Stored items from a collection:
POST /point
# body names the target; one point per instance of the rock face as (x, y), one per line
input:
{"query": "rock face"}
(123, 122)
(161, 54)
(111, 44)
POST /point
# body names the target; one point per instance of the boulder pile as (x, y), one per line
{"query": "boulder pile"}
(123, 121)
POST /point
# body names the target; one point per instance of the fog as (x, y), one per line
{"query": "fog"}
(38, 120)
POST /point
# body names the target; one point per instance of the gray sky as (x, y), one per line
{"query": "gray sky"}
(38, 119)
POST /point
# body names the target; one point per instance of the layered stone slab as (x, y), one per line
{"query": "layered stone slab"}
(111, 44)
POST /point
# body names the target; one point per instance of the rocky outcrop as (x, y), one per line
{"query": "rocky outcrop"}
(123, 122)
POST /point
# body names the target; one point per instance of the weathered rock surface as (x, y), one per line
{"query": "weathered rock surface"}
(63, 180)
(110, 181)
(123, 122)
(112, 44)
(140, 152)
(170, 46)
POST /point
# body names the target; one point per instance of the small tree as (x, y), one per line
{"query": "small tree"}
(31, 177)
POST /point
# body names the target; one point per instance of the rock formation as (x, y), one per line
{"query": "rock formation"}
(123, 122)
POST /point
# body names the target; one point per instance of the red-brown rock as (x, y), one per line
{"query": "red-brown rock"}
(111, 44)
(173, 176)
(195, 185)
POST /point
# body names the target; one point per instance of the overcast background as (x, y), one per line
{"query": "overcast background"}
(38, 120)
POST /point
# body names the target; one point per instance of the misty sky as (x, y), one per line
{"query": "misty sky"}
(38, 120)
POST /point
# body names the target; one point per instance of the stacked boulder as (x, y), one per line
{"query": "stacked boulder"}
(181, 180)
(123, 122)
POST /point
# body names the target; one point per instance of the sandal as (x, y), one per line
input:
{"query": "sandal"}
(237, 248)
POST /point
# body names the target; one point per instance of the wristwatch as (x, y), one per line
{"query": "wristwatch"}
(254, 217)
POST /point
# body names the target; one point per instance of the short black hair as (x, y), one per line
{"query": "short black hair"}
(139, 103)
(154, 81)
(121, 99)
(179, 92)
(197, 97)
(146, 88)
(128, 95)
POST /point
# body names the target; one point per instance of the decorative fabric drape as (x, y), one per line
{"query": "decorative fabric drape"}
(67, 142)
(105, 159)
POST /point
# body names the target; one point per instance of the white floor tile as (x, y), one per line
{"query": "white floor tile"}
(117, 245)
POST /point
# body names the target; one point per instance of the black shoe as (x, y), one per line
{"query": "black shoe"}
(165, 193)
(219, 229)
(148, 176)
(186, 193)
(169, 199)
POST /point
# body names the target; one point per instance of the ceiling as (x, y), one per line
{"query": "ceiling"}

=== SET PROBLEM ===
Your task is to quote all of the data word for word.

=== RESPONSE FOR THIS EXERCISE ===
POST /point
# body names the target; one point per instance of the rock face as (x, y), one per line
input:
{"query": "rock face"}
(123, 122)
(161, 54)
(111, 44)
POST /point
# body names the target; one point per instance of the boulder pile as (x, y), one per line
{"query": "boulder pile"}
(123, 121)
POST /point
# body names the target; one point per instance of the fog as (x, y), one per line
{"query": "fog"}
(38, 120)
POST /point
# body names the target; one point per instance of the gray sky as (x, y), one per line
{"query": "gray sky"}
(38, 119)
POST /point
# body names the target; one point per instance of the layered stone slab as (x, y), one per line
{"query": "layered stone slab"}
(111, 44)
POST /point
# body names the target; one point per instance of the rocky outcrop as (x, y), one per line
{"query": "rocky outcrop"}
(123, 122)
POST /point
# body names the target; one point per instance of the weathered rock surface as (x, y), one per line
{"query": "weathered rock surface"}
(63, 180)
(110, 181)
(123, 122)
(112, 44)
(140, 152)
(170, 46)
POST /point
# body names the target; one point per instance of the small tree as (x, y), one per line
{"query": "small tree"}
(31, 177)
POST /point
# body names the target; one point per instance of the rock formation as (x, y), one per line
{"query": "rock formation"}
(123, 122)
POST /point
# body names the target; one point per instance of the red-brown rock as (x, y), one per line
{"query": "red-brown rock"}
(111, 44)
(173, 176)
(195, 185)
POST /point
# body names the target; one point per instance of the overcast background as (x, y), one per line
{"query": "overcast background"}
(38, 120)
POST /point
# body names the target; one point per instance of the misty sky as (x, y), one per line
{"query": "misty sky"}
(38, 120)
POST /point
# body names the target; one point per instance of the stacked boulder as (x, y), one per line
{"query": "stacked boulder"}
(181, 180)
(123, 122)
POST /point
# body names the target; one point per instance of the sandal as (x, y), one per line
input:
{"query": "sandal"}
(237, 248)
POST /point
# body names the target; one point per instance of the wristwatch as (x, y), one per line
{"query": "wristwatch"}
(254, 217)
POST /point
# body names the target; one point per instance of the short black hair as (x, y), one per line
{"query": "short black hair"}
(139, 103)
(154, 81)
(121, 99)
(179, 92)
(197, 97)
(146, 88)
(128, 95)
POST /point
# body names the target; one point per instance of the decorative fabric drape as (x, y), one per line
{"query": "decorative fabric drape"}
(67, 142)
(105, 159)
POST /point
# body names the target; one point per instance of the white floor tile as (x, y), one per line
{"query": "white floor tile"}
(117, 245)
POST /point
# body names the target; one point per instance of the black shoe as (x, y), one per line
{"query": "black shoe"}
(165, 193)
(219, 229)
(148, 176)
(186, 193)
(169, 199)
POST /point
# body names the target; one point per instance of the ceiling as (x, y), one per line
{"query": "ceiling"}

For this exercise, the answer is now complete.